> [Goal] Copy the data below, changing every "pitcher's mound grass circle" to "infield grass circle" and leaving everything else as it is.

> [Provided data]

>>>>

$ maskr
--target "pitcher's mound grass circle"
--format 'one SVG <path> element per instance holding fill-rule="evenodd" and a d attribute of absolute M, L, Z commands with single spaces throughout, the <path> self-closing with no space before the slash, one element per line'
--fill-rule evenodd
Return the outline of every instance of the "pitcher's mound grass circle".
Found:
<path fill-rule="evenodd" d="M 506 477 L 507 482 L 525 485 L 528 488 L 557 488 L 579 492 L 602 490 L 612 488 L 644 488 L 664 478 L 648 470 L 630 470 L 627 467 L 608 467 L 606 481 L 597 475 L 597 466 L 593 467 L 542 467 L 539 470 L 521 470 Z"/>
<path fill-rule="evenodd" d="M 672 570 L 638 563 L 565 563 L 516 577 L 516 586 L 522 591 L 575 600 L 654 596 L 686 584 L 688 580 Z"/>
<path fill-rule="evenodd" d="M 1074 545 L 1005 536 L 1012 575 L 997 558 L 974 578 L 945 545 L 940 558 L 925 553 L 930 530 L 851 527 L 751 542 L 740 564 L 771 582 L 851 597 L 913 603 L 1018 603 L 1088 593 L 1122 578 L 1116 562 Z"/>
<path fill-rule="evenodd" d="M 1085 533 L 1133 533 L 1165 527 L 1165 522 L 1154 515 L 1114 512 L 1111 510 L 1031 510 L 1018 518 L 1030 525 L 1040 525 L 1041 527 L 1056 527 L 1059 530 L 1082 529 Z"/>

<<<<

> [Exercise result]
$ maskr
--target "infield grass circle"
--format 'one SVG <path> element per instance holding fill-rule="evenodd" and a d attribute of absolute M, L, Z commands with single spaces throughout, the <path> self-closing with no space before the slash, one element per line'
--fill-rule evenodd
Return the outline of every instance of the "infield grass circle".
Found:
<path fill-rule="evenodd" d="M 506 477 L 507 482 L 525 485 L 528 488 L 557 488 L 579 492 L 602 490 L 612 488 L 644 488 L 664 478 L 648 470 L 630 470 L 627 467 L 608 467 L 606 481 L 597 475 L 597 466 L 593 467 L 542 467 L 539 470 L 521 470 Z"/>
<path fill-rule="evenodd" d="M 672 570 L 638 563 L 565 563 L 516 577 L 516 586 L 522 591 L 575 600 L 654 596 L 686 584 L 688 580 Z"/>
<path fill-rule="evenodd" d="M 1074 545 L 1005 536 L 1012 575 L 997 558 L 974 578 L 945 545 L 940 558 L 925 553 L 930 530 L 851 527 L 751 542 L 740 564 L 771 582 L 851 597 L 913 603 L 1018 603 L 1088 593 L 1122 578 L 1116 562 Z"/>
<path fill-rule="evenodd" d="M 1085 533 L 1133 533 L 1165 527 L 1165 522 L 1154 515 L 1114 512 L 1111 510 L 1031 510 L 1018 518 L 1030 525 L 1040 525 L 1041 527 L 1056 527 L 1059 530 L 1082 529 Z"/>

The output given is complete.